Which lines in the data below contain the word "chip"? Report each of those lines in full.

- _Raw data_:
▬▬▬▬▬▬▬▬▬▬

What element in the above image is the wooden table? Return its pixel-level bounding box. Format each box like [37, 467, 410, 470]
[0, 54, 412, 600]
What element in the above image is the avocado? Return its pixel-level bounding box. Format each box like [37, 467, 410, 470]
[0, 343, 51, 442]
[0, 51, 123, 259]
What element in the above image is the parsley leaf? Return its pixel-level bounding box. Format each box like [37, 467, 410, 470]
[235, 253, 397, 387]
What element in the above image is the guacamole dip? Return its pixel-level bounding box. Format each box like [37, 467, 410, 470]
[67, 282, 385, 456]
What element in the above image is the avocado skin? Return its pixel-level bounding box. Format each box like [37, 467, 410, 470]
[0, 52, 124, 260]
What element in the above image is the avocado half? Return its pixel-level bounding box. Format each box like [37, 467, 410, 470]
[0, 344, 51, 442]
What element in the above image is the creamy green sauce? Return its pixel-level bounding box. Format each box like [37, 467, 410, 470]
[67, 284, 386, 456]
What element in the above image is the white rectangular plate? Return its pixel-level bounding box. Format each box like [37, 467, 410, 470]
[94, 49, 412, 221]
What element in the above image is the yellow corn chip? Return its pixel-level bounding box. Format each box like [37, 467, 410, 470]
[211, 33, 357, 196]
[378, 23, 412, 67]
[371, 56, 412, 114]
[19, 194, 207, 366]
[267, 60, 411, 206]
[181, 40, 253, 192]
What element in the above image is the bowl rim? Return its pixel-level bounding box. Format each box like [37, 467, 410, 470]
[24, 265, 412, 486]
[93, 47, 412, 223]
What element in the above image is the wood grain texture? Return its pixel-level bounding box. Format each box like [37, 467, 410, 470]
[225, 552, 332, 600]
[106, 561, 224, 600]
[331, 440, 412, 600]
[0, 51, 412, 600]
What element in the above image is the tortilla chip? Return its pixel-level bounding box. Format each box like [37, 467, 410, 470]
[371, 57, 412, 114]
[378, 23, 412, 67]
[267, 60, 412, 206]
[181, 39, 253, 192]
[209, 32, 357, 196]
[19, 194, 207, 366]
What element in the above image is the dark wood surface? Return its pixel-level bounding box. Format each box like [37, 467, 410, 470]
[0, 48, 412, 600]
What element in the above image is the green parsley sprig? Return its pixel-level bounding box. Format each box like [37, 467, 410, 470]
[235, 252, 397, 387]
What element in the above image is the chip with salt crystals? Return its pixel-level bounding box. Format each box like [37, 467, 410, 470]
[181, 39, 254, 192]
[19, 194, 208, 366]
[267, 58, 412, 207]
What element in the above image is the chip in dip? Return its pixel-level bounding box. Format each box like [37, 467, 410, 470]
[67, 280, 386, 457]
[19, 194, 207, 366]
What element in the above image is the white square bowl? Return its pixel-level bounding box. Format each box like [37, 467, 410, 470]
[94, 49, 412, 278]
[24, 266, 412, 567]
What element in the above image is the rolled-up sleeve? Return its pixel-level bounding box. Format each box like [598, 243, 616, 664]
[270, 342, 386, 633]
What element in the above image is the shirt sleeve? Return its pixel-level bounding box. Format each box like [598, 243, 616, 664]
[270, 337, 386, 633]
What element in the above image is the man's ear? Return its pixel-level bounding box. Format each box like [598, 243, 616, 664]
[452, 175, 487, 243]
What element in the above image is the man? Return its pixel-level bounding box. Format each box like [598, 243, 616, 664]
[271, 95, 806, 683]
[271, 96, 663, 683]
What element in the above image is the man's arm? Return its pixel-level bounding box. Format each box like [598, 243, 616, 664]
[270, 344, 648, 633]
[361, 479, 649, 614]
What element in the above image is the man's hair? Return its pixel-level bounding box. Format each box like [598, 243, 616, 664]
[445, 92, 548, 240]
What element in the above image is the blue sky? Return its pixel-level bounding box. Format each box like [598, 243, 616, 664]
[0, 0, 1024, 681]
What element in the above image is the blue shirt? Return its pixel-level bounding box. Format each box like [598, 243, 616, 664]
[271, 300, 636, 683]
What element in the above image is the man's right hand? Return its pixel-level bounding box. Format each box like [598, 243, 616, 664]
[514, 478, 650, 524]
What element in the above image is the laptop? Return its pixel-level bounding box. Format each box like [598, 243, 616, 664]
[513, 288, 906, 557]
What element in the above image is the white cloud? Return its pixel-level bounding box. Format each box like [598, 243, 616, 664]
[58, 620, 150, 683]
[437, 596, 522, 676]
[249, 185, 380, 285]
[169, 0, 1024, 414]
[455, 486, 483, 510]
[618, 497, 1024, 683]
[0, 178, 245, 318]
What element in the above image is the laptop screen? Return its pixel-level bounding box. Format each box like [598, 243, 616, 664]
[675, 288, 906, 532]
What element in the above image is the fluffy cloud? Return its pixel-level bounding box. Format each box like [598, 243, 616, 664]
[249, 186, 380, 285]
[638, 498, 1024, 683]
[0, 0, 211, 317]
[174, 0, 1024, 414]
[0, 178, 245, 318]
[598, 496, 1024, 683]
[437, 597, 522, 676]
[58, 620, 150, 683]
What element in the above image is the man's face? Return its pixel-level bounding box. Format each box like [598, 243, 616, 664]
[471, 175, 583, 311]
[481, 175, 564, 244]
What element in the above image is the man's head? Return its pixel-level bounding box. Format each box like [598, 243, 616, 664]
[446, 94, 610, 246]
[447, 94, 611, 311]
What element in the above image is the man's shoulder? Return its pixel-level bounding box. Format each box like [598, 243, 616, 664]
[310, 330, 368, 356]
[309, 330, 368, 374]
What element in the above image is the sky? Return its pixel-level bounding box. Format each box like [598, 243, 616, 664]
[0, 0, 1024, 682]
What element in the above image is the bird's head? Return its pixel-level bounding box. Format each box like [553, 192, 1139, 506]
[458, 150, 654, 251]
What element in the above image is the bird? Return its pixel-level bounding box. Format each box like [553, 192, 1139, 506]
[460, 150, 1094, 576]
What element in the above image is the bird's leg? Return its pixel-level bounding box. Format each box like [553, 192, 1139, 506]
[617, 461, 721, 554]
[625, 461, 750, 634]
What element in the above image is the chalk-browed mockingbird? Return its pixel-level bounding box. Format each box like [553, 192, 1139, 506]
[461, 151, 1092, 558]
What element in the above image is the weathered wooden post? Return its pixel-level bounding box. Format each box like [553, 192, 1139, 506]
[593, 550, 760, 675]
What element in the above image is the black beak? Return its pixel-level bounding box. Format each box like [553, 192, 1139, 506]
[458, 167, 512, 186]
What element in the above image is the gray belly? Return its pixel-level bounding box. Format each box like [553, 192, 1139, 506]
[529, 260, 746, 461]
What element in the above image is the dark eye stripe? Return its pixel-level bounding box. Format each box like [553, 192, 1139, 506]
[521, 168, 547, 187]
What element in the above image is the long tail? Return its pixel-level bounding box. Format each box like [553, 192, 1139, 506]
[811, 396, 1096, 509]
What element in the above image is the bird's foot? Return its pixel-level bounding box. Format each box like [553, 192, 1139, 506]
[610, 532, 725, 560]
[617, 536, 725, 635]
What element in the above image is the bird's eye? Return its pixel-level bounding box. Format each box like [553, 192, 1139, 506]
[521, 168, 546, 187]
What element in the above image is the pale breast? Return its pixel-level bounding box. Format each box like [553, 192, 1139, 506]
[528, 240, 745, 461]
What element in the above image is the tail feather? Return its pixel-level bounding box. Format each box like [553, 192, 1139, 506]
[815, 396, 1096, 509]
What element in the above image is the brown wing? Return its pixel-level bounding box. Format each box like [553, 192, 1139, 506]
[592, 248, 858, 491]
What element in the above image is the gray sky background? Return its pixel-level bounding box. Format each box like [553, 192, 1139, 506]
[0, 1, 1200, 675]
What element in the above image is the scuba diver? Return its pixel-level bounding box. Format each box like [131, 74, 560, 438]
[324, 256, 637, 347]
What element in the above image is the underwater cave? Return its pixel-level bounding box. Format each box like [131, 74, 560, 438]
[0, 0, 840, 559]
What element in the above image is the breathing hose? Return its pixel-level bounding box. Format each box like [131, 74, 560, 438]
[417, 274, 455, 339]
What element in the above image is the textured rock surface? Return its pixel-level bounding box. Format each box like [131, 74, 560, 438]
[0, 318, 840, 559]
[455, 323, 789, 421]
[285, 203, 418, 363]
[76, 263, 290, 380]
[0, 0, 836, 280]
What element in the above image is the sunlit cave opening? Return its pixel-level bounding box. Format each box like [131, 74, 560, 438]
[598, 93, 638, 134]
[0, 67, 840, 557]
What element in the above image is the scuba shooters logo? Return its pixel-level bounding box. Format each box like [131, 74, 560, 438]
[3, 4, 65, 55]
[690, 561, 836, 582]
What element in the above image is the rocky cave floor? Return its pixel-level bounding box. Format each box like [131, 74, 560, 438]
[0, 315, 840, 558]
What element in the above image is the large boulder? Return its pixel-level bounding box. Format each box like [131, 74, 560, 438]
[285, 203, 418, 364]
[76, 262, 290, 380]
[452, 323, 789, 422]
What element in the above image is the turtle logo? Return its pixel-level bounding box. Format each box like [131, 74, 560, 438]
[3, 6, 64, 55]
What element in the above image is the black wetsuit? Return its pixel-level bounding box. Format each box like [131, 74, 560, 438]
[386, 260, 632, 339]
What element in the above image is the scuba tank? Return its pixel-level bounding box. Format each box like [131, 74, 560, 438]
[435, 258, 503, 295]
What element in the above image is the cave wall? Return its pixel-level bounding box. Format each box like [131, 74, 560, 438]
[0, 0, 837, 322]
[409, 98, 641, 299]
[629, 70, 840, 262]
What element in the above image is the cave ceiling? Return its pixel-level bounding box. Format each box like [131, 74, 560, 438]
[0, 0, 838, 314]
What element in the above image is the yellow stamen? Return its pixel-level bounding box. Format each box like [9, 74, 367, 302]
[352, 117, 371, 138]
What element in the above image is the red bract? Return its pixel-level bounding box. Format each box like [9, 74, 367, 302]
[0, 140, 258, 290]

▬▬▬▬▬▬▬▬▬▬

- _Completed task_:
What element in the above image is the yellow corn chip? Return its pixel-level bounding box. Format each box like [37, 467, 410, 470]
What element in the above image is the tortilla chip? Return its pixel-level bounding box. Format each box like [37, 467, 410, 470]
What element in the above image is the chip with salt crystals? Return its pixel-level bounding box. Format each box like [37, 467, 410, 470]
What element in the above image is the chip in dip? Return its pixel-level bounding box. Format each box like [37, 467, 410, 470]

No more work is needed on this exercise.